Source:
......

Event/s
LISTEN TO THE MANUS RECORDING PROJECT COLLECTIVE
Since 24 July 2018, six men – Farhad Bandesh, Behrouz Boochani, Samad Abdul, Shamindan Kanapathi, Kazem Kazemi and Abdul Aziz Muhamat – have been sending daily ten minute audio recordings to The Ian Potter Museum of Art from Manus Island, where they have been detained by the Australian government for the last five years. The recordings are then played back in the gallery throughout the day. This will continue until 28 October 2018 at the end of which 14 hours of sound will have been produced. They are, in effect, developing an archive of what it sounds like to live in limbo.
At this event, we invite listeners to spend one hour with the recordings from this emerging archive – one recording from each man. Melbourne collaborators Michael Green, André Dao and Jon Tjhia will introduce and discuss.
HOW ARE YOU TODAY
Since 2013, nearly two thousand men have been indefinitely detained on Manus Island, PNG, by the Australian Government – after arriving in this country seeking asylum. When the Manus Regional Processing Centre was formally closed on 31 October 2017, after the Papua New Guinea Supreme Court declared it unconstitutional, the men still detained there were ordered to relocate to new, smaller detention centers in Lorengau, the major town on Manus. The authorities eliminated provisions and removed the diesel generators powering the facility, but the men refused to leave: the culmination of years of organised resistance against their involuntary and indefinite detention. Eventually, they were forcefully evicted.

......

Excerpts of location labeling data:

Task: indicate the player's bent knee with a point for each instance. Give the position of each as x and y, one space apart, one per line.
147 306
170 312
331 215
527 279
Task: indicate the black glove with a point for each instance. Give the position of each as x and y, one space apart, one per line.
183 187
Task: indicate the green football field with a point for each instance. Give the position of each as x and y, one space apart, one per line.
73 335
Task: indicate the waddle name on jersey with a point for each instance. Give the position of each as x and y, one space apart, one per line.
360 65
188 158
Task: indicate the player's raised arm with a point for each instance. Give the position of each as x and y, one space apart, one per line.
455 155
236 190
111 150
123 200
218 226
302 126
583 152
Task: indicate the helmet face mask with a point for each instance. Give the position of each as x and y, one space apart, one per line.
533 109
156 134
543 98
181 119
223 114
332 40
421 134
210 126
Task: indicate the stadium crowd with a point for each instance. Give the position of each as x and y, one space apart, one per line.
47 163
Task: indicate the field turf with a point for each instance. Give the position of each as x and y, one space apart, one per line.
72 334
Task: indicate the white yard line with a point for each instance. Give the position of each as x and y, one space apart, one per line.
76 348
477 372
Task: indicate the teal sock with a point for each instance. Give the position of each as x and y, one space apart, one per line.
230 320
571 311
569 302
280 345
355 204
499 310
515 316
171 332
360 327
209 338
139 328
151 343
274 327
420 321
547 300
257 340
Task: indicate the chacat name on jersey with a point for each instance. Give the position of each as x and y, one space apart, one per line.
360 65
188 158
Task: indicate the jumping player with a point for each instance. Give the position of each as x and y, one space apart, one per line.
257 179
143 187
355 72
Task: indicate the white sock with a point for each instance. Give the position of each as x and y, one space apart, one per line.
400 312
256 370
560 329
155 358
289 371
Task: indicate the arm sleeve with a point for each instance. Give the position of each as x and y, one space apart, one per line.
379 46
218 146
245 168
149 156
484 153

......

Exercise requirements:
1. Answer these questions about the event page on the Manus recordings:
(a) On what date did the six men begin sending recordings?
(b) How long is each daily recording?
(c) When was the Manus Regional Processing Centre formally closed?
2. Please copy the event page on the Manus recordings from "HOW ARE YOU" to "were forcefully evicted.", substituting "water pumps" for "diesel generators".
3. Resume the event page about the Manus recordings, carrying it on after its final sentence.

Per-task outputs:
1.
(a) 24 July 2018
(b) Ten minutes
(c) 31 October 2017

2.
HOW ARE YOU TODAY
Since 2013, nearly two thousand men have been indefinitely detained on Manus Island, PNG, by the Australian Government – after arriving in this country seeking asylum. When the Manus Regional Processing Centre was formally closed on 31 October 2017, after the Papua New Guinea Supreme Court declared it unconstitutional, the men still detained there were ordered to relocate to new, smaller detention centers in Lorengau, the major town on Manus. The authorities eliminated provisions and removed the water pumps powering the facility, but the men refused to leave: the culmination of years of organised resistance against their involuntary and indefinite detention. Eventually, they were forcefully evicted.

3.
The work commissioned for Eavesdropping is a collaboration between some of these men – Farhad Bandesh, Behrouz Boochani, Samad Abdul, Shamindan Kanapathi, Kazem Kazemi and Abdul Aziz Muhamat on Manus – and Michael Green, André Dao and Jon Tjhia in Melbourne. Every day for the duration of the exhibition, one of the men on Manus will make a sound recording – of anything they like or nothing much at all – and send it ‘onshore’ for swift upload to the gallery. No doubt the vagaries of weather, blackouts and technology, along with changing personal, political and legal contexts, will intervene along the way.
how are you today opens a channel for a form of speech at a moment when words seem to have been exhausted. It is at once an extremely intimate work – a rare opportunity to listen to these men listening, only very recently, some four thousand kilometres away – and a highly political one. It introduces the Manus soundscape to the gallery not just for the sake of the sounds-in-themselves, not just as a matter of curiosity (though the work will surely produce an archive of real historical value), but in a way that directly implicates the listener and demands that we attend to the politico-legal contexts that produce and frame them.
ABDUL AZIZ MUHAMAT is a 25-year-old man from Darfur, Sudan. He is from the Zaghawa ethnicity, and with his family, he fled his village to a refugee camp. He arrived in Australia by boat in 2013 and was taken to Manus Island, where he remains. He has become one of the primary public voices among the men there, including through the multi-award winning podcast, The Messenger.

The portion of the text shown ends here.